Records for the exercise -
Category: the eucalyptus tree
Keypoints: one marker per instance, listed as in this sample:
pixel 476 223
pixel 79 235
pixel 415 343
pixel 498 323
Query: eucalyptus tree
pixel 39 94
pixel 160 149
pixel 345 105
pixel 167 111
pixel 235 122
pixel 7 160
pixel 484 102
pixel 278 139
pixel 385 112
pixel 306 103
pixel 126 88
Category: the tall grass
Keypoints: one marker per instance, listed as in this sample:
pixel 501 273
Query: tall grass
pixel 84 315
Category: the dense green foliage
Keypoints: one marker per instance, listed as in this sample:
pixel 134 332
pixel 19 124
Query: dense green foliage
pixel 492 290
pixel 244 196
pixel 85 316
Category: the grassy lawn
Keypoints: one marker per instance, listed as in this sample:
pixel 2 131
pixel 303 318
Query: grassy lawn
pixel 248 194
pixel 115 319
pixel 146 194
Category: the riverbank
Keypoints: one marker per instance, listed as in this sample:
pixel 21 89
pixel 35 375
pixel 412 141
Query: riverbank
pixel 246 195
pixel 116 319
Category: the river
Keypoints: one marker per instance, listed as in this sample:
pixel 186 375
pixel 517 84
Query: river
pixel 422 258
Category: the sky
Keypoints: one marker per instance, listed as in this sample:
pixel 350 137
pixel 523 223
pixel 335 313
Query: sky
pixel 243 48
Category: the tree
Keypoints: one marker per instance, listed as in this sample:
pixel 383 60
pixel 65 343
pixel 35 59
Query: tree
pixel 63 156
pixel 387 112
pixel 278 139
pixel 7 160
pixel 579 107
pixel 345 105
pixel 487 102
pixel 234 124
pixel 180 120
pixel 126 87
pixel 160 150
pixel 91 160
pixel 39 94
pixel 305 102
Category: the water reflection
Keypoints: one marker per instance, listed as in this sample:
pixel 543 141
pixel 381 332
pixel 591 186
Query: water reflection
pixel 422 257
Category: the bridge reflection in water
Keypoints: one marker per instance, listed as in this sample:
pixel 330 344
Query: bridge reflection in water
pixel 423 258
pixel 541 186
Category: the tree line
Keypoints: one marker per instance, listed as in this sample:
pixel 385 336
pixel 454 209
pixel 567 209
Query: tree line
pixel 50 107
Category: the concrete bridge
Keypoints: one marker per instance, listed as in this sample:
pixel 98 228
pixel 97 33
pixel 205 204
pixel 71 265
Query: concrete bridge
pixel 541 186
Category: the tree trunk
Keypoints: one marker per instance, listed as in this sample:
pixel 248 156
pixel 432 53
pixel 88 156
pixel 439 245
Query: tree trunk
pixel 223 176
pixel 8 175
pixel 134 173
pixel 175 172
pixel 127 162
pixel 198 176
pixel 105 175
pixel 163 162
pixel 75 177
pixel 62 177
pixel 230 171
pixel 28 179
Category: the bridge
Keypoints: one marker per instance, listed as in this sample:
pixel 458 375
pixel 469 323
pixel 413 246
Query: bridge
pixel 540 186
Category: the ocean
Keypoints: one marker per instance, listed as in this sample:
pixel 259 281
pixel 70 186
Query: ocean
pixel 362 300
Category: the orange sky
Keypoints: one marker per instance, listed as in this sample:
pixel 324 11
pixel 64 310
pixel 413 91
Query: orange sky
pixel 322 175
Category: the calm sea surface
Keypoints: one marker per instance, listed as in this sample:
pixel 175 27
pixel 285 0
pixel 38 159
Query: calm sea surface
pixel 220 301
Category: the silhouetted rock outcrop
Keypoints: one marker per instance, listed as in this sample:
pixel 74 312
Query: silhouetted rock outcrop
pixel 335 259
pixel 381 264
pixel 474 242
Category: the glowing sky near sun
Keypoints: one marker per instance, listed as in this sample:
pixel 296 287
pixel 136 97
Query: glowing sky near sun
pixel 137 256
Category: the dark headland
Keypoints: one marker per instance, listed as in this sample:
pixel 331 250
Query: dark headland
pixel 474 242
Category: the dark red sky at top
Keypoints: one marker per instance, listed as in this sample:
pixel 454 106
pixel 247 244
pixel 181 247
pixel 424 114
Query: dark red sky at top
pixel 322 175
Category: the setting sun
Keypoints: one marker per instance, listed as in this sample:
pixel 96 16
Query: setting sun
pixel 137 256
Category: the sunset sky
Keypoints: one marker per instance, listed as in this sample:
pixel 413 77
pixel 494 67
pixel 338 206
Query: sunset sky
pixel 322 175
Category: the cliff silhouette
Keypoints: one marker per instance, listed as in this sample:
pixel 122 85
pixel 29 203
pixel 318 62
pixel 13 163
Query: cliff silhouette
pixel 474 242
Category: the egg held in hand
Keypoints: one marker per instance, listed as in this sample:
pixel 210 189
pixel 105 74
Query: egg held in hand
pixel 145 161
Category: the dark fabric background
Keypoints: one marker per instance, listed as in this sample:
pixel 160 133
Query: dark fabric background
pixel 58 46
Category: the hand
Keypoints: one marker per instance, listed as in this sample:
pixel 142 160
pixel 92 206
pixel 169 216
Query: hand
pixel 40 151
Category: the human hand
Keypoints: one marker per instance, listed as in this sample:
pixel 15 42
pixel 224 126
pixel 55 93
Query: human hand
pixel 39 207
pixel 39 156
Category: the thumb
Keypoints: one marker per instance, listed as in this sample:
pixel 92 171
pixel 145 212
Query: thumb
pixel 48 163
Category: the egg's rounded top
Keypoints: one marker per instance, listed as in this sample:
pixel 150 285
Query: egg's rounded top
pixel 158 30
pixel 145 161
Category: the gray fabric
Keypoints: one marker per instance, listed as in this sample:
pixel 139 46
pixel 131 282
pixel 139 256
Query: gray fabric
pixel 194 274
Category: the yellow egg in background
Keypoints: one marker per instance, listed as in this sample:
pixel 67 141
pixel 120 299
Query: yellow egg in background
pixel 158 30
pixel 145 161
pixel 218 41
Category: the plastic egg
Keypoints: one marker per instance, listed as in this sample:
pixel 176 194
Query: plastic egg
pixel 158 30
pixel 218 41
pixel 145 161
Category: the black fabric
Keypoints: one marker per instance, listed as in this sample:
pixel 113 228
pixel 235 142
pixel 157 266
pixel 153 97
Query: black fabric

Your objective -
Rewrite the records with "one marker per instance" changed to "a single marker for each instance" everywhere it appears, and leave everything else as it is.

The output -
Category: the eucalyptus tree
Keypoints: a single marker for each instance, listed as in this sample:
pixel 476 223
pixel 79 235
pixel 415 343
pixel 498 323
Query: eucalyptus tree
pixel 39 94
pixel 160 149
pixel 345 105
pixel 167 111
pixel 235 122
pixel 7 160
pixel 484 102
pixel 278 139
pixel 385 112
pixel 306 103
pixel 126 88
Category: the tall grass
Keypoints: a single marker for each instance, listed as in this sample:
pixel 501 273
Query: tall grass
pixel 84 315
Category: the dense green foliage
Keypoints: a single marker for each instance, listed as in this sample:
pixel 134 332
pixel 19 124
Query: dense green foliage
pixel 492 290
pixel 244 196
pixel 85 316
Category: the grassy lawn
Keypoints: a single marker for each instance, listed as in this sample:
pixel 2 131
pixel 303 318
Query: grassy lawn
pixel 248 194
pixel 115 319
pixel 146 194
Category: the riverbank
Keypoints: a single marker for each instance, listed as in this sample:
pixel 21 89
pixel 35 375
pixel 412 141
Query: riverbank
pixel 246 195
pixel 116 319
Category: the river
Keypoints: a single marker for each instance, listed as in this sample:
pixel 186 375
pixel 517 84
Query: river
pixel 422 258
Category: the sky
Keypoints: a single marker for each instance, listed as in this sample:
pixel 350 137
pixel 523 223
pixel 335 313
Query: sky
pixel 243 48
Category: the tree
Keypoints: a single marker for each instance, listed as in this sample:
pixel 383 60
pixel 65 343
pixel 35 59
Query: tree
pixel 63 156
pixel 387 112
pixel 278 139
pixel 7 160
pixel 579 107
pixel 345 105
pixel 487 102
pixel 234 124
pixel 180 120
pixel 126 87
pixel 160 150
pixel 91 160
pixel 39 94
pixel 305 102
Category: the water reflection
Keypoints: a single marker for each instance, listed as in this sample:
pixel 543 141
pixel 381 332
pixel 591 186
Query: water reflection
pixel 422 257
Category: the bridge reflection in water
Keypoints: a single marker for each instance, listed as in this sample:
pixel 330 344
Query: bridge reflection in water
pixel 423 258
pixel 541 186
Category: the tree line
Keypoints: a single marker for each instance, listed as in this sample:
pixel 385 336
pixel 454 209
pixel 567 209
Query: tree line
pixel 50 107
Category: the concrete bridge
Keypoints: a single marker for each instance, listed as in this sample:
pixel 98 228
pixel 97 33
pixel 205 204
pixel 71 265
Query: concrete bridge
pixel 541 186
Category: the tree trunk
Keypoints: a single marker for each instance, listed as in this sample:
pixel 248 156
pixel 432 53
pixel 88 156
pixel 439 245
Query: tree trunk
pixel 223 176
pixel 8 175
pixel 134 173
pixel 175 172
pixel 127 162
pixel 198 176
pixel 105 175
pixel 163 162
pixel 75 177
pixel 62 177
pixel 230 171
pixel 28 179
Category: the bridge
Keypoints: a single marker for each instance, listed as in this sample:
pixel 458 375
pixel 469 323
pixel 413 246
Query: bridge
pixel 540 186
Category: the ocean
Keypoints: a single marker for each instance, listed as in this sample:
pixel 259 281
pixel 70 186
Query: ocean
pixel 362 300
Category: the orange sky
Keypoints: a single marker for each instance, listed as in this sample:
pixel 324 11
pixel 64 310
pixel 413 91
Query: orange sky
pixel 322 175
Category: the calm sea surface
Keypoints: a single marker for each instance, listed as in this sample:
pixel 175 27
pixel 285 0
pixel 38 159
Query: calm sea surface
pixel 220 301
Category: the silhouetted rock outcrop
Keypoints: a single marker for each instance, listed as in this sample:
pixel 74 312
Query: silhouetted rock outcrop
pixel 335 259
pixel 381 264
pixel 474 242
Category: the glowing sky near sun
Keypoints: a single marker for each instance, listed as in this sample:
pixel 296 287
pixel 136 97
Query: glowing sky near sun
pixel 137 256
Category: the dark headland
Keypoints: a single marker for each instance, listed as in this sample:
pixel 331 250
Query: dark headland
pixel 474 242
Category: the dark red sky at top
Keypoints: a single marker for each instance, listed as in this sample:
pixel 454 106
pixel 247 244
pixel 181 247
pixel 424 114
Query: dark red sky at top
pixel 322 175
Category: the setting sun
Keypoints: a single marker for each instance, listed as in this sample:
pixel 96 16
Query: setting sun
pixel 137 256
Category: the sunset sky
Keypoints: a single marker for each instance, listed as in this sample:
pixel 413 77
pixel 494 67
pixel 338 206
Query: sunset sky
pixel 322 175
Category: the cliff silhouette
Keypoints: a single marker for each instance, listed as in this sample:
pixel 122 85
pixel 29 203
pixel 318 62
pixel 13 163
Query: cliff silhouette
pixel 474 242
Category: the egg held in hand
Keypoints: a single marker for each instance, listed as in this sample:
pixel 210 189
pixel 105 74
Query: egg held in hand
pixel 145 161
Category: the dark fabric background
Keypoints: a single marker for each instance, listed as in this sample:
pixel 160 133
Query: dark fabric background
pixel 58 46
Category: the hand
Keypoints: a single marker for each instance, listed as in this sample:
pixel 142 160
pixel 92 206
pixel 169 216
Query: hand
pixel 40 151
Category: the human hand
Keypoints: a single marker for each instance, listed as in this sample:
pixel 15 42
pixel 224 126
pixel 55 93
Query: human hand
pixel 39 207
pixel 39 156
Category: the thumb
Keypoints: a single marker for each instance, listed as in this sample:
pixel 92 171
pixel 145 212
Query: thumb
pixel 48 163
Category: the egg's rounded top
Keypoints: a single marker for each instance, listed as in this sample:
pixel 150 285
Query: egg's rounded top
pixel 158 30
pixel 145 161
Category: the gray fabric
Keypoints: a single marker for each instance, listed as in this sample:
pixel 139 46
pixel 131 282
pixel 139 256
Query: gray fabric
pixel 194 274
Category: the yellow egg in background
Keypoints: a single marker for each instance, listed as in this sample:
pixel 67 141
pixel 120 299
Query: yellow egg in background
pixel 158 30
pixel 145 161
pixel 218 41
Category: the plastic egg
Keypoints: a single marker for each instance, listed as in this sample:
pixel 176 194
Query: plastic egg
pixel 158 30
pixel 218 41
pixel 145 161
Category: the black fabric
Keypoints: a single marker for each instance, listed as in this sample:
pixel 113 228
pixel 235 142
pixel 157 266
pixel 153 97
Query: black fabric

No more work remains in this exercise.